╔══

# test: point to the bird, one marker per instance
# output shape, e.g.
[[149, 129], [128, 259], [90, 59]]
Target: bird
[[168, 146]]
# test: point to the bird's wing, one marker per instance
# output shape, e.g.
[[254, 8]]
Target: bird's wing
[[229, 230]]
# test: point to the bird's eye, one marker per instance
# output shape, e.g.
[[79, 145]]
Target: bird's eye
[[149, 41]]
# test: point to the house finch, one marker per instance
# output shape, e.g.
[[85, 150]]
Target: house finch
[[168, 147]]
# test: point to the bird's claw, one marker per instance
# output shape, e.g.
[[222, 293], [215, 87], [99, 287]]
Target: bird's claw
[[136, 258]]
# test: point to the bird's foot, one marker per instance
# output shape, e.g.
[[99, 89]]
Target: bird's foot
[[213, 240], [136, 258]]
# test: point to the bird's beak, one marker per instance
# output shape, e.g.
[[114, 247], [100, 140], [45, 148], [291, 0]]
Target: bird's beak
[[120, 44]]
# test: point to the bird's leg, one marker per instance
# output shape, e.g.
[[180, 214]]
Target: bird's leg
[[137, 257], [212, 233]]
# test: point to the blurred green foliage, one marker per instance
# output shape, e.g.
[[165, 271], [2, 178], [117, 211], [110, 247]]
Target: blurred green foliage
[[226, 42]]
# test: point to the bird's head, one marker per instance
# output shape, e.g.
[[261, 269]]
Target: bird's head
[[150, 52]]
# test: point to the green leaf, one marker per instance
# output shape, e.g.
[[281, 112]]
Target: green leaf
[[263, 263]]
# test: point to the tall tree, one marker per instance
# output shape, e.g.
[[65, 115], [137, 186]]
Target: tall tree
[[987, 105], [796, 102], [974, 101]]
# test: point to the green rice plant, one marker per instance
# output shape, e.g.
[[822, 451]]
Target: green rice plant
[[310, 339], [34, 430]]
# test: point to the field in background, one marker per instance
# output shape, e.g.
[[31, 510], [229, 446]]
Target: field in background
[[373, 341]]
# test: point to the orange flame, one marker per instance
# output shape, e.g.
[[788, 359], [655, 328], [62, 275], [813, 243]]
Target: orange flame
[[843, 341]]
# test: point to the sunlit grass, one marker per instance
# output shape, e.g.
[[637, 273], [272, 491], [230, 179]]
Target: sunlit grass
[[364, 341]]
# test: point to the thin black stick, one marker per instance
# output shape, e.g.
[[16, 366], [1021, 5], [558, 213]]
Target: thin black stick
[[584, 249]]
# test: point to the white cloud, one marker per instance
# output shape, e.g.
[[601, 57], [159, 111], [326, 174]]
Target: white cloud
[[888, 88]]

╚══

#### [WHAT IS BEING ASKED]
All of the material should be duplicated exactly.

#### [EXPECTED ANSWER]
# test: point to the bird, one marker per instance
# output shape, e.g.
[[149, 129], [128, 259], [90, 59]]
Target: bird
[[168, 146]]
# test: point to the bird's wing, one marker per instance
# output shape, e.g.
[[254, 8]]
Target: bird's wing
[[229, 230]]
# test: point to the bird's eye, one marker per instance
# output shape, e.g.
[[79, 145]]
Target: bird's eye
[[149, 41]]
# test: point to the house finch, one marker per instance
# output shape, e.g.
[[85, 150]]
Target: house finch
[[168, 147]]
# test: point to the bird's claw, one marker per instance
# output shape, e.g.
[[222, 293], [215, 87], [99, 287]]
Target: bird's claw
[[136, 258]]
# test: point to the bird's foot, one marker per instance
# output shape, e.g.
[[99, 89]]
Target: bird's foot
[[213, 240], [136, 258]]
# test: point to the bird's beak, one marker per instance
# output shape, e.g.
[[114, 247], [100, 140], [45, 148], [291, 0]]
Target: bird's beak
[[120, 44]]
# test: point to the bird's leg, one marker per instance
# output shape, e.g.
[[180, 214]]
Target: bird's leg
[[137, 257], [212, 233]]
# test: point to the blurred green foliage, one marker per instance
# output shape, e.g.
[[165, 271], [2, 178], [117, 211], [110, 247]]
Target: blurred green foliage
[[226, 42]]
# test: point to the bird's head, one marker per instance
# output shape, e.g.
[[261, 269]]
Target: bird's head
[[150, 52]]
# test: point to the green leaf, one marker per instance
# output shape, e.g.
[[281, 112]]
Target: green leaf
[[263, 263]]
# test: point to the tall tree, one marker per instance
# output shape, e.g.
[[65, 115], [137, 186]]
Target: tall tree
[[987, 105], [796, 102], [974, 101]]
# test: point to the green rice plant, one marker per instance
# output shape, e.g.
[[822, 451]]
Target: green rice plant
[[310, 339], [34, 430]]
# test: point to the field in background, one marker per instance
# output shape, e.g.
[[31, 510], [229, 446]]
Target: field in background
[[373, 341]]
# test: point to the orange flame, one marker per instance
# output shape, e.g.
[[788, 359], [655, 328], [62, 275], [813, 243]]
Target: orange flame
[[843, 341]]
# test: point to the sunlit grass, one marker per instance
# output shape, e.g.
[[637, 273], [272, 491], [230, 179]]
Target: sunlit grass
[[364, 341]]
# test: point to the thin black stick, one marker per instance
# output shape, e.g.
[[16, 366], [1021, 5], [558, 213]]
Target: thin black stick
[[584, 249]]
# test: point to the white cloud, one marker per instance
# output shape, e.g.
[[601, 57], [159, 111], [326, 174]]
Target: white cloud
[[888, 88]]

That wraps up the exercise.